Exercise requirements: Please write each entry out again exactly as shown.

Task inputs:
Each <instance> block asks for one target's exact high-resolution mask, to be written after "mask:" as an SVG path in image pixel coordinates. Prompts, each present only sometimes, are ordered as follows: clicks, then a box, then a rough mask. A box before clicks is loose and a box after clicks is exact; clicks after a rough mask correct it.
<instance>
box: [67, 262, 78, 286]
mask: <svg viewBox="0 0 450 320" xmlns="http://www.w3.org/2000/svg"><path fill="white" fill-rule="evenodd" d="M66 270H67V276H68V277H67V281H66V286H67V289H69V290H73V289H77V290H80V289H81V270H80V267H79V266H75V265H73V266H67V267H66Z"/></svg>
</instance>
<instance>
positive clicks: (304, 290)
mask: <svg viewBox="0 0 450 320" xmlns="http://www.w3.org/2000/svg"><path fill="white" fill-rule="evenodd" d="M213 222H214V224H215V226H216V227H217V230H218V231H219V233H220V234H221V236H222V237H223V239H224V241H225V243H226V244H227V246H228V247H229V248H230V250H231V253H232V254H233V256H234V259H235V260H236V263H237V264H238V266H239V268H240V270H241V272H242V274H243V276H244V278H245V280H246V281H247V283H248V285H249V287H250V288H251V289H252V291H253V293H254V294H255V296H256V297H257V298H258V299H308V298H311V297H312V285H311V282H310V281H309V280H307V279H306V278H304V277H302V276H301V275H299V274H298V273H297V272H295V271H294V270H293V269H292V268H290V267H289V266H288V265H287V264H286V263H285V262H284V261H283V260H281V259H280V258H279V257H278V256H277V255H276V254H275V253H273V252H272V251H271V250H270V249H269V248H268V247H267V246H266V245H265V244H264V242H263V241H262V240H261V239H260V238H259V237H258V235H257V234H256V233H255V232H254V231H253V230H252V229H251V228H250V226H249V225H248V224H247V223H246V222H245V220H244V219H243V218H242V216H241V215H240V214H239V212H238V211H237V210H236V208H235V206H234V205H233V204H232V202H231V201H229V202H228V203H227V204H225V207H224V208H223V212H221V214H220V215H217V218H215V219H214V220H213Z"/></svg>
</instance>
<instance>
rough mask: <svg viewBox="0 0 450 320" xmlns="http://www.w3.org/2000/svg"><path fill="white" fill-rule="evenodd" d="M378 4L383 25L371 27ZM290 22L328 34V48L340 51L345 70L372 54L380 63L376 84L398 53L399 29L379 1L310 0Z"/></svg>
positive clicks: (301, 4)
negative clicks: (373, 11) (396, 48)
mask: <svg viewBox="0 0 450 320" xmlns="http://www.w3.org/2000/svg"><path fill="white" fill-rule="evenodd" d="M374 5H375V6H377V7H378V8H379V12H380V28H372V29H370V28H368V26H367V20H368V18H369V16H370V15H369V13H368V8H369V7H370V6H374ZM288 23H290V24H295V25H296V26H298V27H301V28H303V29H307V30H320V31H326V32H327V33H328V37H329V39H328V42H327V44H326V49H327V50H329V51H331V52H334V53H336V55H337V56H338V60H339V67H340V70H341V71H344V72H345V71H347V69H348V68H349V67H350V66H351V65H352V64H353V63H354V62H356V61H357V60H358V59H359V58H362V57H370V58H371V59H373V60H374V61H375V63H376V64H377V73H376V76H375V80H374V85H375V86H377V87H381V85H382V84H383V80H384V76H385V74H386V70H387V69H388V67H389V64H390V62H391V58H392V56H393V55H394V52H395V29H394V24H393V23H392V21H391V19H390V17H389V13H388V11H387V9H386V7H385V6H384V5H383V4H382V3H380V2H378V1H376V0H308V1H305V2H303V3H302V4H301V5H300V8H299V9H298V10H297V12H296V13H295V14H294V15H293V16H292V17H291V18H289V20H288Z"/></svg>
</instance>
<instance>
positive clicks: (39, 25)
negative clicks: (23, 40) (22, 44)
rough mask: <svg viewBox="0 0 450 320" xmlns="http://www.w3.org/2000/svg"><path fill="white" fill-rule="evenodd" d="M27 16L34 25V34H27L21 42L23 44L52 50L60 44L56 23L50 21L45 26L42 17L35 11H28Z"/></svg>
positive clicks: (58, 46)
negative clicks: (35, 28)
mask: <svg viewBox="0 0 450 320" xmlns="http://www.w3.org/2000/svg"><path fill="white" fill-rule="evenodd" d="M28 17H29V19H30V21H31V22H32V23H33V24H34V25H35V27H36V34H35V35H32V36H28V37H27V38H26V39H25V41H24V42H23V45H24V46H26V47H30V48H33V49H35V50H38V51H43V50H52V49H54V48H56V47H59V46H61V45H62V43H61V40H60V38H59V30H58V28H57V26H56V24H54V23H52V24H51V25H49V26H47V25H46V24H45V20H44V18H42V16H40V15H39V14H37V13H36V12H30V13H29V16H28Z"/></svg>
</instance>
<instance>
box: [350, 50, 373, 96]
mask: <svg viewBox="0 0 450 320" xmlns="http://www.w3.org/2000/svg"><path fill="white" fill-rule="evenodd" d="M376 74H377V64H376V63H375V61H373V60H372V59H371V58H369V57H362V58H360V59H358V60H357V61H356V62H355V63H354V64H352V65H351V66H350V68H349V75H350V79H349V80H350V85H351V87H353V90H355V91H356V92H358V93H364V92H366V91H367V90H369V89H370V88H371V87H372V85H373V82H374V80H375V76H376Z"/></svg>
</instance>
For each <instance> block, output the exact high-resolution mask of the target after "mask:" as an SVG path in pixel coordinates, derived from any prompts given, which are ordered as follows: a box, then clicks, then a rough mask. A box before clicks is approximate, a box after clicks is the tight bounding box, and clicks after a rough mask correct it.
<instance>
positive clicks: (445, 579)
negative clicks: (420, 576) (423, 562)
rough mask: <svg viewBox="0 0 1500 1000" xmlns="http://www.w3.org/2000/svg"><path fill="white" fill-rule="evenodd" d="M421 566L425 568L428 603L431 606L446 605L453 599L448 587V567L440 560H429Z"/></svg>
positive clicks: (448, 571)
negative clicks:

Exercise response:
Each <instance> block asks for one target's exact high-resolution mask, to be written after "mask:" as an SVG path in image pixel coordinates. Prompts, each present only sometimes, are ordered as follows: clicks, then a box, then a rough mask. A box before clicks is loose and a box after clicks is exact; clicks after a rough mask correct it.
<instance>
box: [67, 262, 78, 286]
mask: <svg viewBox="0 0 450 320" xmlns="http://www.w3.org/2000/svg"><path fill="white" fill-rule="evenodd" d="M66 270H67V276H68V277H67V281H66V286H67V289H69V290H73V289H77V290H80V289H81V270H80V267H79V266H75V265H73V266H67V267H66Z"/></svg>
</instance>
<instance>
positive clicks: (304, 290)
mask: <svg viewBox="0 0 450 320" xmlns="http://www.w3.org/2000/svg"><path fill="white" fill-rule="evenodd" d="M213 222H214V224H215V226H216V227H217V230H218V231H219V233H220V234H221V236H222V237H223V239H224V241H225V243H226V244H227V246H228V247H229V248H230V250H231V253H232V254H233V256H234V259H235V260H236V263H237V264H238V266H239V268H240V270H241V272H242V274H243V276H244V278H245V280H246V281H247V283H248V285H249V287H250V288H251V289H252V291H253V293H254V294H255V296H256V297H257V298H258V299H308V298H311V297H312V285H311V282H310V281H309V280H307V279H306V278H304V277H302V276H301V275H299V274H298V273H297V272H295V271H294V270H293V269H292V268H290V267H289V266H288V265H287V264H286V263H285V262H284V261H283V260H281V259H280V258H279V257H278V256H277V255H276V254H275V253H273V252H272V251H271V250H270V249H269V248H268V247H267V246H266V245H265V244H264V242H263V241H262V240H261V239H260V238H259V237H258V235H257V234H256V233H255V232H254V231H253V230H252V229H251V228H250V226H249V225H248V224H247V223H246V222H245V220H244V219H243V218H242V216H241V215H240V214H239V212H238V211H237V210H236V208H235V206H234V205H233V204H232V202H231V201H229V202H228V203H227V204H225V207H224V208H223V212H221V214H220V215H217V218H215V219H214V220H213Z"/></svg>
</instance>
<instance>
rough mask: <svg viewBox="0 0 450 320" xmlns="http://www.w3.org/2000/svg"><path fill="white" fill-rule="evenodd" d="M378 4L383 25L371 27ZM290 22L328 34V48L340 51L345 70L372 54L380 63L376 84L398 53L399 29L379 1L310 0Z"/></svg>
positive clicks: (301, 4)
negative clicks: (373, 11) (396, 48)
mask: <svg viewBox="0 0 450 320" xmlns="http://www.w3.org/2000/svg"><path fill="white" fill-rule="evenodd" d="M374 5H375V6H377V7H378V8H379V12H380V28H372V29H370V28H368V26H367V20H368V18H369V16H370V15H369V13H368V8H369V7H370V6H374ZM288 23H290V24H295V25H296V26H298V27H301V28H303V29H307V30H320V31H326V32H327V33H328V37H329V39H328V42H327V44H326V49H327V50H329V51H331V52H334V53H336V55H337V56H338V60H339V67H340V70H341V71H344V72H345V71H347V69H348V68H349V67H350V66H351V65H352V64H353V63H354V62H356V61H357V60H358V59H359V58H362V57H370V58H371V59H373V60H374V61H375V63H376V64H377V73H376V76H375V80H374V85H375V86H377V87H381V85H382V84H383V80H384V76H385V74H386V70H387V69H388V67H389V64H390V62H391V58H392V56H393V55H394V52H395V29H394V24H393V23H392V21H391V19H390V17H389V13H388V11H387V9H386V7H385V6H384V5H383V4H382V3H380V2H378V1H376V0H308V1H305V2H303V3H302V4H301V5H300V8H299V9H298V10H297V12H296V13H295V14H294V15H293V16H292V17H291V18H289V20H288Z"/></svg>
</instance>
<instance>
positive clicks: (39, 25)
negative clicks: (23, 40) (22, 44)
rough mask: <svg viewBox="0 0 450 320" xmlns="http://www.w3.org/2000/svg"><path fill="white" fill-rule="evenodd" d="M27 16L34 25V34H27L21 42L23 44L52 50L60 44L56 23L50 21L45 26L42 17L35 11H28Z"/></svg>
positive clicks: (58, 46)
negative clicks: (35, 28)
mask: <svg viewBox="0 0 450 320" xmlns="http://www.w3.org/2000/svg"><path fill="white" fill-rule="evenodd" d="M28 17H29V19H30V21H31V22H32V23H33V24H34V25H35V27H36V34H35V35H32V36H28V37H27V38H26V39H25V41H24V42H23V45H24V46H26V47H30V48H33V49H35V50H38V51H43V50H52V49H54V48H56V47H59V46H61V45H62V43H61V40H60V38H59V30H58V28H57V26H56V24H54V23H52V24H51V25H49V26H47V25H46V24H45V20H44V18H42V16H40V15H39V14H37V13H36V12H30V13H29V16H28Z"/></svg>
</instance>
<instance>
box: [350, 50, 373, 96]
mask: <svg viewBox="0 0 450 320" xmlns="http://www.w3.org/2000/svg"><path fill="white" fill-rule="evenodd" d="M376 74H377V64H376V63H375V61H373V60H372V59H371V58H369V57H362V58H360V59H358V60H357V61H356V62H355V63H354V64H352V65H351V66H350V68H349V75H350V79H349V80H350V85H351V87H353V90H355V91H356V92H358V93H364V92H366V91H367V90H369V89H370V88H371V87H372V85H373V82H374V80H375V76H376Z"/></svg>
</instance>
For each <instance> block, output the exact high-resolution mask of the target after "mask:" as an SVG path in pixel coordinates, derived from any prompts given, which are ordered as follows: a box, then clicks, then a rough mask. A box before clicks is approximate, a box after clicks is the tight bounding box, and clicks after a rough mask correct it.
<instance>
positive clicks: (445, 579)
negative clicks: (420, 576) (423, 562)
rough mask: <svg viewBox="0 0 1500 1000" xmlns="http://www.w3.org/2000/svg"><path fill="white" fill-rule="evenodd" d="M421 566L425 568L428 603L431 606L446 605L453 599L448 587V567L440 560H429Z"/></svg>
positive clicks: (448, 571)
negative clicks:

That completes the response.